TASK BRIEF: Output the entries below without any alteration.

--------

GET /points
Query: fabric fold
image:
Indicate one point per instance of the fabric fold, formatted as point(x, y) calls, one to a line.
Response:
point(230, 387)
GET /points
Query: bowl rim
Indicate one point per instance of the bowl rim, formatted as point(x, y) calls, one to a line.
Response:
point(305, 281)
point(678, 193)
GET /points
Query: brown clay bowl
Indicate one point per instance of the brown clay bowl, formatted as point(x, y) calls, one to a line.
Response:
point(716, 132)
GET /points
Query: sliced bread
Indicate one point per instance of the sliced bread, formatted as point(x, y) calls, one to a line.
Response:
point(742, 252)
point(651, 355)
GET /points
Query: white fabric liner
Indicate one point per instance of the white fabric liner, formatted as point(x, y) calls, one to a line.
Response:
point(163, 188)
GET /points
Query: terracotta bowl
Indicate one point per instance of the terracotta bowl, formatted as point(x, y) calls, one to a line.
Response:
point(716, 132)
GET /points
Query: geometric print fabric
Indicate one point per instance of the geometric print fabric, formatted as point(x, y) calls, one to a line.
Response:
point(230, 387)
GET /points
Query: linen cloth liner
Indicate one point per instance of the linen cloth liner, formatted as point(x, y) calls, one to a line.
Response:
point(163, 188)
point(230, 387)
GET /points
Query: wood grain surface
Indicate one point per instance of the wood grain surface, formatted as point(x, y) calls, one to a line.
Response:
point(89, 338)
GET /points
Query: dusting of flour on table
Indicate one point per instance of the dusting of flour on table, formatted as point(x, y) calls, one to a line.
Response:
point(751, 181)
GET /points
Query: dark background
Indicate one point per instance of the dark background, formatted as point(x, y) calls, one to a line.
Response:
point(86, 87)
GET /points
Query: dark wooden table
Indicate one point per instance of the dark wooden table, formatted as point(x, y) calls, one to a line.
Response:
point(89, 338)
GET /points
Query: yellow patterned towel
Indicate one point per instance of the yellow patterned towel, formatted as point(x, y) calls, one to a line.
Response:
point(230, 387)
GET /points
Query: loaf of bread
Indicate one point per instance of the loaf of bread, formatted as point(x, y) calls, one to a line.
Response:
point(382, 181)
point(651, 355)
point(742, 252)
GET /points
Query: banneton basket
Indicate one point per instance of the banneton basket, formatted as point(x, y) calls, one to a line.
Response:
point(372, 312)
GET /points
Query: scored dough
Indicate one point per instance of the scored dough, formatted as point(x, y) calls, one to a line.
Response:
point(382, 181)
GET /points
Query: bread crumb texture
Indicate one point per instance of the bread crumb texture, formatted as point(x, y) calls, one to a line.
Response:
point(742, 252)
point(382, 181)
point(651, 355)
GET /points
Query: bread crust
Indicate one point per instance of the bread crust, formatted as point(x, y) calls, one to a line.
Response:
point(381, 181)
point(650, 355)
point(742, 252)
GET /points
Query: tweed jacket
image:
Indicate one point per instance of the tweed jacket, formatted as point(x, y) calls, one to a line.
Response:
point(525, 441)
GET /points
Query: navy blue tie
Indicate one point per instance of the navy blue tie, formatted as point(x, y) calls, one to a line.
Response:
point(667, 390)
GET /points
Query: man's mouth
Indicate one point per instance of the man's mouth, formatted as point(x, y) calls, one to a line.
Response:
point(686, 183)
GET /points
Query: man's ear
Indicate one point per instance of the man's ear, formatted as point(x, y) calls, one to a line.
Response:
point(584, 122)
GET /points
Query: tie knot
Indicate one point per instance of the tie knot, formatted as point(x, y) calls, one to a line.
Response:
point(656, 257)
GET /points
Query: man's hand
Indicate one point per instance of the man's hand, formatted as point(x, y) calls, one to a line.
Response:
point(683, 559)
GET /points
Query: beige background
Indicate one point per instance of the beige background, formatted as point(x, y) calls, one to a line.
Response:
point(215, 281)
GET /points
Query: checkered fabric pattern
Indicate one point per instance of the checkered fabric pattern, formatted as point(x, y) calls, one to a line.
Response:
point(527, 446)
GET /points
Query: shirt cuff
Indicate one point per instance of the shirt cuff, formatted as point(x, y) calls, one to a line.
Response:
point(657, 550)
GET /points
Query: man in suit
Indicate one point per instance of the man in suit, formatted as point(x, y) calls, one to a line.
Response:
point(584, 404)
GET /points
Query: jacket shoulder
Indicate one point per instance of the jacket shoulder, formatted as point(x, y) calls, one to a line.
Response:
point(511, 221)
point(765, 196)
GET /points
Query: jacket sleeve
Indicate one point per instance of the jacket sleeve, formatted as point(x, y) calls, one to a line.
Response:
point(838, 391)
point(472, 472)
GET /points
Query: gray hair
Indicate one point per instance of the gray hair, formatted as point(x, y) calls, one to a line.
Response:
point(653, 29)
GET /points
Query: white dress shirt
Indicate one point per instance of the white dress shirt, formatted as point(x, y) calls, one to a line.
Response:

--------

TASK SOLUTION:
GET /points
Query: fabric fold
image:
Indicate one point per instance of the fabric fold, formatted as point(x, y) calls, one to a line.
Response:
point(230, 387)
GET /points
Query: bowl rim
Indicate one point per instance of the bowl rim, formatted as point(x, y) calls, one to a line.
Response:
point(305, 281)
point(678, 193)
GET /points
Query: brown clay bowl
Indicate one point per instance of the brown clay bowl, formatted as point(x, y) calls, one to a line.
Response:
point(716, 132)
GET /points
Query: sliced bread
Indicate one point per instance of the sliced bread, formatted as point(x, y) calls, one to a line.
Response:
point(742, 252)
point(651, 355)
GET /points
Query: white fabric liner
Indicate one point per instance of the white fabric liner, formatted as point(x, y) calls, one to a line.
Response:
point(163, 188)
GET /points
Query: terracotta bowl
Indicate one point per instance of the terracotta bowl, formatted as point(x, y) calls, one to a line.
Response:
point(716, 132)
GET /points
Query: geometric print fabric
Indicate one point per instance of the geometric print fabric, formatted as point(x, y) calls, one to a line.
Response:
point(230, 387)
GET /points
Query: linen cloth liner
Indicate one point per instance of the linen cloth liner, formatted as point(x, y) calls, one to a line.
Response:
point(163, 188)
point(230, 387)
GET /points
Query: wood grain surface
Indicate one point per instance of the wood grain surface, formatted as point(x, y) calls, one to a line.
Response:
point(89, 338)
GET /points
Query: dusting of flour on table
Indicate one point per instance of the dusting of flour on table, formatted as point(x, y) calls, one to a line.
Response:
point(751, 181)
GET /points
Query: dark background
Indicate one point per instance of the dark background, formatted as point(x, y) calls, one to a line.
Response:
point(86, 87)
GET /points
Query: dark wooden table
Indicate one point per instance of the dark wooden table, formatted as point(x, y) calls, one to a line.
Response:
point(89, 338)
GET /points
Query: yellow patterned towel
Indicate one point per instance of the yellow patterned towel, formatted as point(x, y) calls, one to a line.
Response:
point(230, 387)
GET /points
Query: loaf of bread
Indicate one point per instance of the loaf of bread, formatted as point(x, y) calls, one to a line.
Response:
point(382, 181)
point(651, 355)
point(742, 252)
GET /points
Query: banneton basket
Indicate one point per instance of the banneton basket, formatted as point(x, y) calls, one to a line.
Response:
point(372, 312)
GET /points
Query: scored dough
Indicate one point per instance of the scored dough, formatted as point(x, y) calls, one to a line.
Response:
point(382, 181)
GET /points
Query: bread crumb texture
Indicate one point per instance of the bread crumb texture, formatted as point(x, y) calls, one to a line.
Response:
point(742, 252)
point(382, 181)
point(651, 355)
GET /points
Query: bread crust
Indicate one point per instance of the bread crust, formatted as point(x, y) calls, one to a line.
Response:
point(381, 181)
point(650, 355)
point(742, 252)
GET /points
Query: tweed jacket
image:
Indicate one point per instance of the tweed jacket, formatted as point(x, y) calls, one to a line.
Response:
point(525, 441)
GET /points
Query: navy blue tie
Indicate one point per instance of the navy blue tie, formatted as point(x, y) calls, one to a line.
Response:
point(667, 390)
GET /points
Query: man's mouth
Indicate one point per instance of the man's mouth, formatted as point(x, y) calls, one to a line.
Response:
point(686, 183)
GET /points
Query: man's ear
Indicate one point per instance of the man's ear, formatted as point(x, y) calls, one to a line.
Response:
point(584, 122)
GET /points
Query: tie knot
Indicate one point per instance of the tie knot, formatted as point(x, y) calls, one to a line.
Response:
point(656, 257)
GET /points
Query: man's hand
Indicate one point per instance of the man's hand, formatted as point(x, y) calls, one to a line.
Response:
point(683, 559)
GET /points
Query: beige background
Indicate one point per instance of the beige background, formatted as point(x, y) calls, one to a line.
Response:
point(215, 281)
GET /points
Query: checkered fabric pattern
Indicate one point per instance of the checkered fabric pattern, formatted as point(x, y) calls, one to a line.
Response:
point(527, 446)
GET /points
Query: shirt cuff
Indicate one point per instance of the shirt cuff, formatted as point(x, y) calls, one to a line.
Response:
point(657, 550)
GET /points
Query: man in suit
Indicate one point per instance of the man in suit, formatted as point(x, y) calls, one to a line.
Response:
point(584, 404)
GET /points
Query: jacket shoulder
Indicate one point per instance of the jacket shoulder, formatted as point(x, y) calls, one to a line.
Response:
point(511, 221)
point(765, 196)
GET /points
Query: jacket sleeve
Indicate one point per instance of the jacket sleeve, formatted as point(x, y) calls, one to a line.
Response:
point(838, 391)
point(472, 472)
GET /points
Query: gray hair
Indicate one point per instance of the gray hair, formatted as point(x, y) calls, one to a line.
Response:
point(653, 29)
GET /points
Query: white dress shirt
Indicate one point per instance of the white dress shirt, formatted as point(x, y) calls, one to a line.
Response:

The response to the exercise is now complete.